→ **THE TASK**
Reproduce the complete set of records exactly. No picture is to appear in the copy.

→ **INFORMATION SHOWN**

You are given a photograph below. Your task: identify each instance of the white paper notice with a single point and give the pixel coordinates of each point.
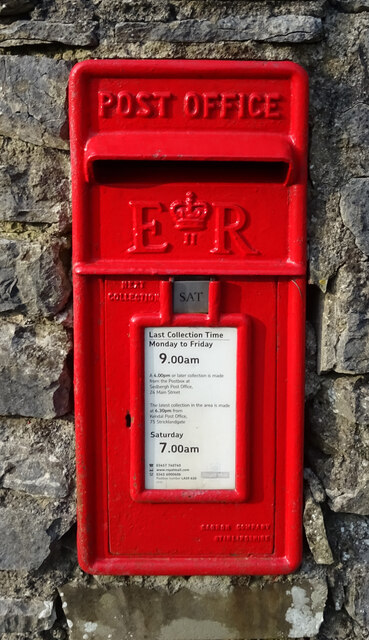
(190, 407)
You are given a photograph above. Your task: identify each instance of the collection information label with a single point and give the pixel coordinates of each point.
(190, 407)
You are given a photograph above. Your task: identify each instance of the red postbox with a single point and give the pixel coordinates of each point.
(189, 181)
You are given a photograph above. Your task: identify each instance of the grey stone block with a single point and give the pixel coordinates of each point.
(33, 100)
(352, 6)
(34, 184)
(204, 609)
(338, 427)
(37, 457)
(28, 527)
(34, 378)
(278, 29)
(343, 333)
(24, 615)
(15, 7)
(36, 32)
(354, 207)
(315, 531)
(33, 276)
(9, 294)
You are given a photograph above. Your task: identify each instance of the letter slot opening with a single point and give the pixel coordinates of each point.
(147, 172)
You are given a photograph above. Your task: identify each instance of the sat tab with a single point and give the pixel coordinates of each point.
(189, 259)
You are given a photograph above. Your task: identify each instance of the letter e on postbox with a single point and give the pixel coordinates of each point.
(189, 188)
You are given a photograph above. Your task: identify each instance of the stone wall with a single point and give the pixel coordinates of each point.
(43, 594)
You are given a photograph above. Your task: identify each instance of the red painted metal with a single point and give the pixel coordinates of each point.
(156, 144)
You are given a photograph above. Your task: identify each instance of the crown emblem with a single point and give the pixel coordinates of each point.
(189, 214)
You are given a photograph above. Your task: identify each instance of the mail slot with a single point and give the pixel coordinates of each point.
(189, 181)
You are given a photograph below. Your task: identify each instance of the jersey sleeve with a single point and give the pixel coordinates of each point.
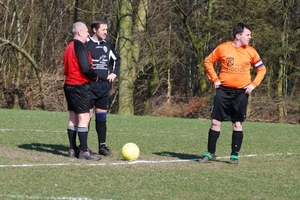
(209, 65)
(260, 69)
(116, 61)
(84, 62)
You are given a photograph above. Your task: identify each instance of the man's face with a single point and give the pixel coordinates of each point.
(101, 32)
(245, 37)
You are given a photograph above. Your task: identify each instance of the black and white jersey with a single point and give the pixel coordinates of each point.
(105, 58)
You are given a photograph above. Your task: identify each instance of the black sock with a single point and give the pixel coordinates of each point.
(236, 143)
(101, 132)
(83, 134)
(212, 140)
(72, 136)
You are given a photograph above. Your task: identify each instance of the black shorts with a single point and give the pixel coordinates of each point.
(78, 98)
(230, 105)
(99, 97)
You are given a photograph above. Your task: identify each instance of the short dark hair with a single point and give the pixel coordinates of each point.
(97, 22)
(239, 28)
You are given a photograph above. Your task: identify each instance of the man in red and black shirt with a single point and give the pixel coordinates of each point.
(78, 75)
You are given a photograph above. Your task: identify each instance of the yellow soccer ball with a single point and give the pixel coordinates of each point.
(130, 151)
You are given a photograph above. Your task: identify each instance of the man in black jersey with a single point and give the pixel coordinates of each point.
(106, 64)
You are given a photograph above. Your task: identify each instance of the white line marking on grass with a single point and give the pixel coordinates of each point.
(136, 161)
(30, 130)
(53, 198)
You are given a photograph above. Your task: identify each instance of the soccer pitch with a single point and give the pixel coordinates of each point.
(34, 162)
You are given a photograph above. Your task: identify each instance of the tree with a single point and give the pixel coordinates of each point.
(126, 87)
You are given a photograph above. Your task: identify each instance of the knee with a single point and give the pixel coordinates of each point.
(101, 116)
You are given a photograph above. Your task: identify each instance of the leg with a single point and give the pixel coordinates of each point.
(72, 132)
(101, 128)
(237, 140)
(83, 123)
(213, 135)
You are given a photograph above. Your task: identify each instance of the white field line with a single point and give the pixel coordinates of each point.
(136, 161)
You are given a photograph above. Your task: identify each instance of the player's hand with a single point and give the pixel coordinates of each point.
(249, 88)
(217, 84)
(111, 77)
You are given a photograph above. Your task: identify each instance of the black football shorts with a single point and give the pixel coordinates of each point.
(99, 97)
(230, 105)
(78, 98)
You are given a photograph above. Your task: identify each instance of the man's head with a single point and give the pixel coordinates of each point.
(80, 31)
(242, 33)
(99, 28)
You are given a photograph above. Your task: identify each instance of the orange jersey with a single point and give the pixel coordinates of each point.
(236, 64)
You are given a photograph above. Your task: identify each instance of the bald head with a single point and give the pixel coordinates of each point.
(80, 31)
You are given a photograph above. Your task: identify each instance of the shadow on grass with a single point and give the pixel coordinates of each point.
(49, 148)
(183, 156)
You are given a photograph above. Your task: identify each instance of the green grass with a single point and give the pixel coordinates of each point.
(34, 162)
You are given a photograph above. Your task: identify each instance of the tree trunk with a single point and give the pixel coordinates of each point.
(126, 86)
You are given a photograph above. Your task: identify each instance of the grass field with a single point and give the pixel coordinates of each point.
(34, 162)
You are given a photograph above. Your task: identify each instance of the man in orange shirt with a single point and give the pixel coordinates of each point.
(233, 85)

→ **RESPONSE TO THE TASK**
You are given a photograph below. Your task: identify each instance of the white paper notice with a single point and give the pixel coordinates of each point.
(190, 407)
You are given a photograph above. Your task: identify each instance of the collection information label with a single point and give the pixel coordinates of each point.
(190, 407)
You are given a photograph above. Your task: identify each instance of the red postbox with a single point and give the pixel coordinates of each point.
(189, 181)
You are given a photograph above. Your task: identify each instance of the grey stone block with a single point and give the pixel coordinates of each point.
(33, 100)
(352, 6)
(34, 184)
(204, 609)
(338, 427)
(37, 457)
(28, 527)
(34, 378)
(278, 29)
(343, 333)
(24, 615)
(15, 7)
(36, 32)
(354, 207)
(315, 531)
(33, 276)
(9, 294)
You are given a photograph above. Your task: identify each instance of the letter slot opening with a single point and give the pixel coordinates of each point.
(147, 172)
You are given a photograph above. Your task: identify each instance of the sat tab with a single point and give the pixel coordinates of each point.
(189, 259)
You are given a photograph above. Your task: identify each instance of the letter e on postbox with a single point and give the pixel coordinates of each point.
(189, 188)
You are given a photograph above. Your task: identify each instance of the stone wall with a single point and give the pixel coordinates of each point.
(43, 594)
You are given a photograph above. Your task: identify each instance of the red painted metal with a single point and give the pixel coordinates of each point.
(156, 144)
You are given a photograph above. Your task: identify each instance of the crown emblem with a single point and give the pixel coordinates of each point.
(189, 214)
You are given a photograph above. Your task: identify each instance of the mail slot with a single point and give the pixel coordinates of each point.
(189, 181)
You are given a photograph below. Your task: identify each instance of the jersey sleeve with a single point and give the pixel coordinates of each point.
(209, 65)
(260, 69)
(116, 61)
(84, 62)
You are given a photograph above. Your task: identify each instance of the man's face with a single point and give the pixel coordinates of each point.
(101, 32)
(245, 37)
You are given a photograph above. Your task: identify each instance of the black and white jersey with a single point and give the pixel coordinates of each point.
(105, 58)
You are given a photograph above. Your task: identify each instance of the black sock with a single point and give the pixel coordinates of each point.
(236, 143)
(101, 132)
(83, 134)
(212, 140)
(72, 136)
You are given a photograph above. Your task: identify each instance of the black shorts with a single point and give the pixel coordinates of each point.
(78, 98)
(230, 105)
(99, 97)
You are given a photograph above. Your task: identify each instance of the short dark hair with a single point and give the pixel coordinates of each point.
(97, 22)
(239, 28)
You are given a photograph above. Your task: identify each instance of the man in red and black shirt with a single point and give the pixel coordinates of each point.
(78, 75)
You are given a photograph above. Your task: identify each instance of the yellow soccer ball with a single point and give the pixel coordinates of each point.
(130, 151)
You are given a photograph above. Your task: identify each instance of the man in black jersey with a single point and give the pixel coordinates of each point.
(106, 64)
You are given a photograph above. Your task: identify each instance of the white line marking on grass with a single point and give the pixel coordinates of each point.
(136, 161)
(30, 130)
(53, 198)
You are given a photograph above. Your task: identify each instance of the soccer pitch with a single point and give the pixel coordinates of each point.
(34, 162)
You are given a photograph above. Your task: identify each instance of the tree with a single point and give the pixel coordinates of each point.
(126, 87)
You are given a photograph above. Your task: identify each instance of the knee with a single point and give the pixel coordinates of each point.
(101, 116)
You are given a photograph above. Your task: identify each instance of the leg with a single point and give the pixel coordinates of each point.
(72, 132)
(101, 128)
(237, 140)
(83, 123)
(213, 135)
You are given a photograph above. Your task: identify each instance of the white field line with a single point and give the pixel coordinates of each point.
(136, 161)
You are given a photograph above. Your task: identify each instance of the player's hand with a single point and give the pixel coordinates of each point.
(249, 88)
(217, 84)
(111, 77)
You are given a photograph above. Your task: identify each instance of the black football shorts with a single point and give the pixel coordinates of each point.
(99, 97)
(230, 105)
(78, 98)
You are given a photograph above. Your task: identify each instance of the man's head with a single point and give the pixel coordinates of each point.
(80, 31)
(242, 33)
(99, 28)
You are given a photograph above. Your task: identify each instance of the orange jersey with a single point and give the pixel coordinates of each point.
(236, 64)
You are given a photograph above. Your task: identify each instance of the bald head with a single point and give the pixel coordinates of each point.
(80, 31)
You are given a photograph above. Your task: identify each instance of the shadow on grass with a single point and give the pixel coordinates of each point.
(49, 148)
(183, 156)
You are given a photograph above. Your task: identify each instance of the green grass with a single point and give the pixel coordinates of each point.
(34, 162)
You are given a photograph above. Your task: identify each instance of the tree trunk with a single point and give the pixel coordinates of each point.
(126, 86)
You are given a photograph above. Your task: identify each instance of the grass field with a single point and give the pixel coordinates of each point.
(34, 162)
You are given a photograph above. Your task: identify each instance of the man in orange shirt with a single point and give the pixel coordinates of each point.
(233, 85)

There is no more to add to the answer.